(Region labeling items)
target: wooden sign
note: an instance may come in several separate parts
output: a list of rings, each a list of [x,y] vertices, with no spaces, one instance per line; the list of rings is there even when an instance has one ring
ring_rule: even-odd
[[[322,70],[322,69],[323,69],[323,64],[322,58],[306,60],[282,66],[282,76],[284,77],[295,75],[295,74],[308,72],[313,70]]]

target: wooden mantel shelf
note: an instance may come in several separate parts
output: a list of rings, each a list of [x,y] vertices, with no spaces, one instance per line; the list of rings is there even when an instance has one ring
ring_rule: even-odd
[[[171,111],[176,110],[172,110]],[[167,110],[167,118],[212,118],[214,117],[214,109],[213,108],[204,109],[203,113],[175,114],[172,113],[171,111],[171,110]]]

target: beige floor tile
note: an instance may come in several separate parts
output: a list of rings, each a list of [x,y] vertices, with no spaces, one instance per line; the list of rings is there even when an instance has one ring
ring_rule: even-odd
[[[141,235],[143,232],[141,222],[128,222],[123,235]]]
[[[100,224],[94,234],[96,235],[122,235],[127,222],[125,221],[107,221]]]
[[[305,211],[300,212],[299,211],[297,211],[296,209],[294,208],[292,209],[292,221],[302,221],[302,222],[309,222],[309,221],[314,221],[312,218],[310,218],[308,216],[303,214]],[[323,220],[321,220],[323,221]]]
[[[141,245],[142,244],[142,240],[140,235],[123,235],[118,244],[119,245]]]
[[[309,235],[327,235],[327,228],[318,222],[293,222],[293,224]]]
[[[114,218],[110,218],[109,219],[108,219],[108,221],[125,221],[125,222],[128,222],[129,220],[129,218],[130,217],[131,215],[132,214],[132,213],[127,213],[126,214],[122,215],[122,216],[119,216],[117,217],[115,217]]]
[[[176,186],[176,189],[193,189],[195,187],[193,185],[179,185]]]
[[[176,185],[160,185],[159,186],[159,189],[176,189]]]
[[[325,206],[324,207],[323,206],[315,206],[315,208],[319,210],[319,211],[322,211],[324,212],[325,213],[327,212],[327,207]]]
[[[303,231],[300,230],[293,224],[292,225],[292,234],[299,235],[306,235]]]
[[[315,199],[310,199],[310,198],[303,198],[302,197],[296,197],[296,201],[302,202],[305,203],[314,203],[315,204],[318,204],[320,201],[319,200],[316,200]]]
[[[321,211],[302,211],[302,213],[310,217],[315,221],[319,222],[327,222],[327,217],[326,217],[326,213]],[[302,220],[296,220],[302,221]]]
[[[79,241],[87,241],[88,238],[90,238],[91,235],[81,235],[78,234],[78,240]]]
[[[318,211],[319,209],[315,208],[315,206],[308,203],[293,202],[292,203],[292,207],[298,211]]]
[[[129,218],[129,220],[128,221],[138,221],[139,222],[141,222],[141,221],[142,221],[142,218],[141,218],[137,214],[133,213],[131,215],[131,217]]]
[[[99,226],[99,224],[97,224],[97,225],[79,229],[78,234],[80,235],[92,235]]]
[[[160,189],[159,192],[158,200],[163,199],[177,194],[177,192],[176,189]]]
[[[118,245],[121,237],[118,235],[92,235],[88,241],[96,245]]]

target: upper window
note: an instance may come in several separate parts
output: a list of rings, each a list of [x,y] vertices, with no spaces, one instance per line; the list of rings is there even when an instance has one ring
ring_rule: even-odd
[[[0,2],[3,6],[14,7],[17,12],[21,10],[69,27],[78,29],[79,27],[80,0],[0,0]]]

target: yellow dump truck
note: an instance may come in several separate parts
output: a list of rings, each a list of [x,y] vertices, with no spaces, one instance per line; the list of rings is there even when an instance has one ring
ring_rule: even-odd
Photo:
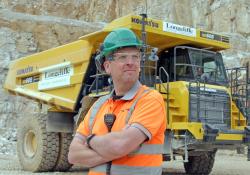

| YOUR GOAL |
Reproduce verbatim the stretch of lines from the one containing "target: yellow dump truck" through the end of the records, both ends included. Omit the pictures from your output.

| RESULT BELOW |
target: yellow dump truck
note: an instance may come in several separate parts
output: a list of rings, each a list of [x,y] vertices, with no spaces, one instance per line; the list of rings is there even when an instance has one ring
ring_rule: even-odd
Photo:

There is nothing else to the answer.